Test methods in this HD are additional to those already harmonized, e.g. EN 60332-1 series and EN 60811
series, and are used for testing cable types specified in HD 603, HD 604, HD 620, HD 622, HD 626 and
HD 627. In each case, these HDs give complementary information needed for the practical application to each
specific type. Therefore the present HD as such is not sufficient for carrying out and evaluating the tests on
electric cables.
Full test conditions (e.g. temperatures, durations) and/or test requirements are not specified in this HD. Such
data needed to carry out the tests is given in the particular sections.
NOTE The words 'particular section' refer throughout to the section of HD 603 or HD 604, or other HD to which
HD 605 applies, in which a particular cable type is specified.
1.2 Applicable tests
Tests applicable to each type of cable are given in the particular section, which may also state the sequence,
the frequency of test, and the possibility of repeating failed tests.

> **Stated task**
Output the cable testing standard text in full, word for word. These records have no connection to the cable testing standard text.

[Records of object pointing in photos]
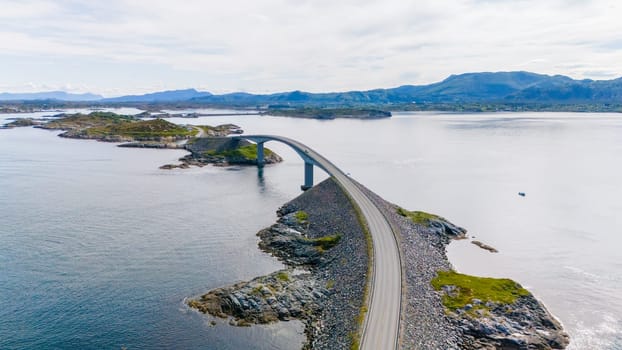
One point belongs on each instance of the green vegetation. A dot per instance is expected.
(301, 216)
(83, 121)
(419, 217)
(283, 276)
(467, 288)
(142, 129)
(257, 290)
(327, 113)
(325, 243)
(330, 284)
(248, 152)
(100, 125)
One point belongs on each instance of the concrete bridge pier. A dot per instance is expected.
(260, 156)
(308, 176)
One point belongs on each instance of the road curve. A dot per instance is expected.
(381, 325)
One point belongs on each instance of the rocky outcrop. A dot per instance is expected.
(223, 151)
(278, 296)
(319, 238)
(428, 324)
(485, 246)
(22, 122)
(524, 324)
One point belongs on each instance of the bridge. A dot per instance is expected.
(381, 325)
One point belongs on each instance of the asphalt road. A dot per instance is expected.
(381, 325)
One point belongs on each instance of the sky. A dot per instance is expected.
(118, 47)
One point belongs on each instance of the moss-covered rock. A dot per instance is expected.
(497, 313)
(225, 151)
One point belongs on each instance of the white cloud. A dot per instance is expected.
(315, 45)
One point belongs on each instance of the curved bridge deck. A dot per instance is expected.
(381, 325)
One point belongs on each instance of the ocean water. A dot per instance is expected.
(99, 247)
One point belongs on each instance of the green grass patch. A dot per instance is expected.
(496, 290)
(283, 276)
(419, 217)
(325, 243)
(301, 216)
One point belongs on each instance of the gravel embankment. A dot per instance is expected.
(424, 324)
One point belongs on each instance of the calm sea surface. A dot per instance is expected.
(99, 247)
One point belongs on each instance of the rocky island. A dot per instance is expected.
(206, 144)
(327, 113)
(322, 241)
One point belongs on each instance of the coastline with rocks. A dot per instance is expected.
(325, 288)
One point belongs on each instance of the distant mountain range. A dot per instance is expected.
(164, 96)
(499, 87)
(51, 95)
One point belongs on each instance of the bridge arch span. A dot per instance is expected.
(304, 152)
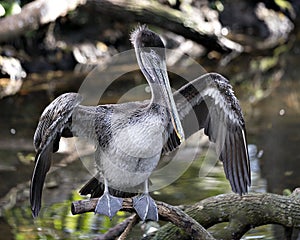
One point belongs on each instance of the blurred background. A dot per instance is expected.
(47, 49)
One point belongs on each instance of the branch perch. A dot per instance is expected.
(241, 213)
(166, 212)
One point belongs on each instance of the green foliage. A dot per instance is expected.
(9, 7)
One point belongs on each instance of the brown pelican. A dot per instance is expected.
(131, 137)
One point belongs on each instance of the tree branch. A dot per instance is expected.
(241, 213)
(33, 15)
(190, 22)
(166, 212)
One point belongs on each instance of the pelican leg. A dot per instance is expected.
(145, 206)
(107, 204)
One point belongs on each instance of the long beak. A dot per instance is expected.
(169, 99)
(154, 69)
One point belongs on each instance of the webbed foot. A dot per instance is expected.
(108, 205)
(145, 207)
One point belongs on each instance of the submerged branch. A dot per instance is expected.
(166, 212)
(241, 213)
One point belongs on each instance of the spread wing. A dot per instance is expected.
(54, 122)
(208, 102)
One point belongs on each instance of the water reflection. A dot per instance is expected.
(273, 127)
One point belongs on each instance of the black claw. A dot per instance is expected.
(145, 207)
(108, 205)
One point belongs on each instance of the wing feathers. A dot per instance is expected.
(46, 140)
(212, 100)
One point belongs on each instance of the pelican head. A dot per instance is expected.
(151, 58)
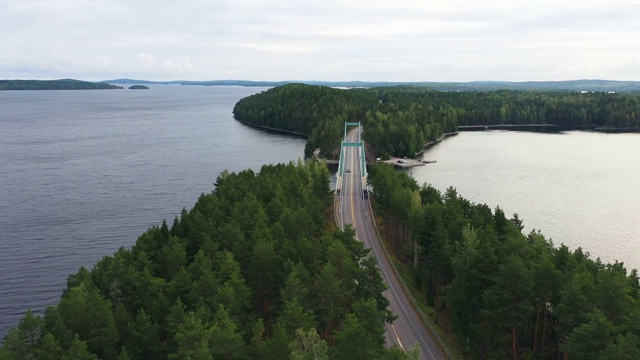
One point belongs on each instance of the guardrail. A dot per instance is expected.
(406, 288)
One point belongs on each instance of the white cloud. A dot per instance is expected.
(401, 40)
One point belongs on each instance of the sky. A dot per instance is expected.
(328, 40)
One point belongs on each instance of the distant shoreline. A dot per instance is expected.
(274, 130)
(64, 84)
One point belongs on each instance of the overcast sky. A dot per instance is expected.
(332, 40)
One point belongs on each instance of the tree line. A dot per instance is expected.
(400, 120)
(254, 270)
(501, 293)
(64, 84)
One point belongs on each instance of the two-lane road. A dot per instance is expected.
(407, 330)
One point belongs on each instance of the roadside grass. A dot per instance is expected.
(406, 274)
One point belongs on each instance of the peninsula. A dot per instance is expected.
(63, 84)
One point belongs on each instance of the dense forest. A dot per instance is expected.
(64, 84)
(501, 293)
(255, 270)
(401, 120)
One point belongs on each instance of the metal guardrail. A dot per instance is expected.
(406, 288)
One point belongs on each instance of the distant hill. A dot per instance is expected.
(571, 85)
(63, 84)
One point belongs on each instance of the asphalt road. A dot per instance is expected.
(407, 330)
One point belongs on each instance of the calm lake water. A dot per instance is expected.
(83, 173)
(579, 188)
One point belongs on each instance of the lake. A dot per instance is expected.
(86, 172)
(579, 188)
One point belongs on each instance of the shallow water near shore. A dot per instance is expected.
(85, 172)
(579, 188)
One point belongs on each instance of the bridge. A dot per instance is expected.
(352, 139)
(353, 208)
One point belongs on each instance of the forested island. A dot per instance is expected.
(64, 84)
(498, 292)
(593, 85)
(255, 270)
(399, 121)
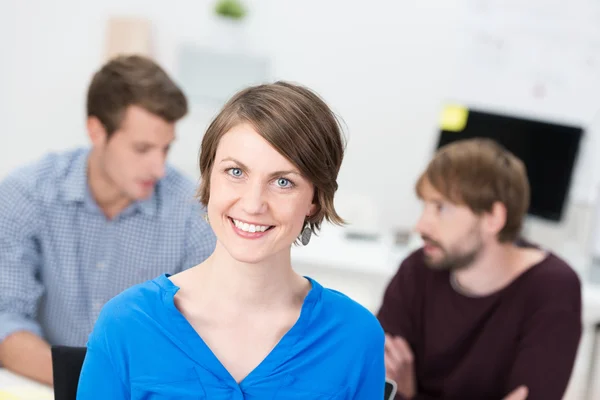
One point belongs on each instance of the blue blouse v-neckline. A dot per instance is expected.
(201, 353)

> **Output below**
Test methods in this HD are additional to those already harmonized, e.g. EN 60332-1 series and EN 60811
series, and are used for testing cable types specified in HD 603, HD 604, HD 620, HD 622, HD 626 and
HD 627. In each case, these HDs give complementary information needed for the practical application to each
specific type. Therefore the present HD as such is not sufficient for carrying out and evaluating the tests on
electric cables.
Full test conditions (e.g. temperatures, durations) and/or test requirements are not specified in this HD. Such
data needed to carry out the tests is given in the particular sections.
NOTE The words 'particular section' refer throughout to the section of HD 603 or HD 604, or other HD to which
HD 605 applies, in which a particular cable type is specified.
1.2 Applicable tests
Tests applicable to each type of cable are given in the particular section, which may also state the sequence,
the frequency of test, and the possibility of repeating failed tests.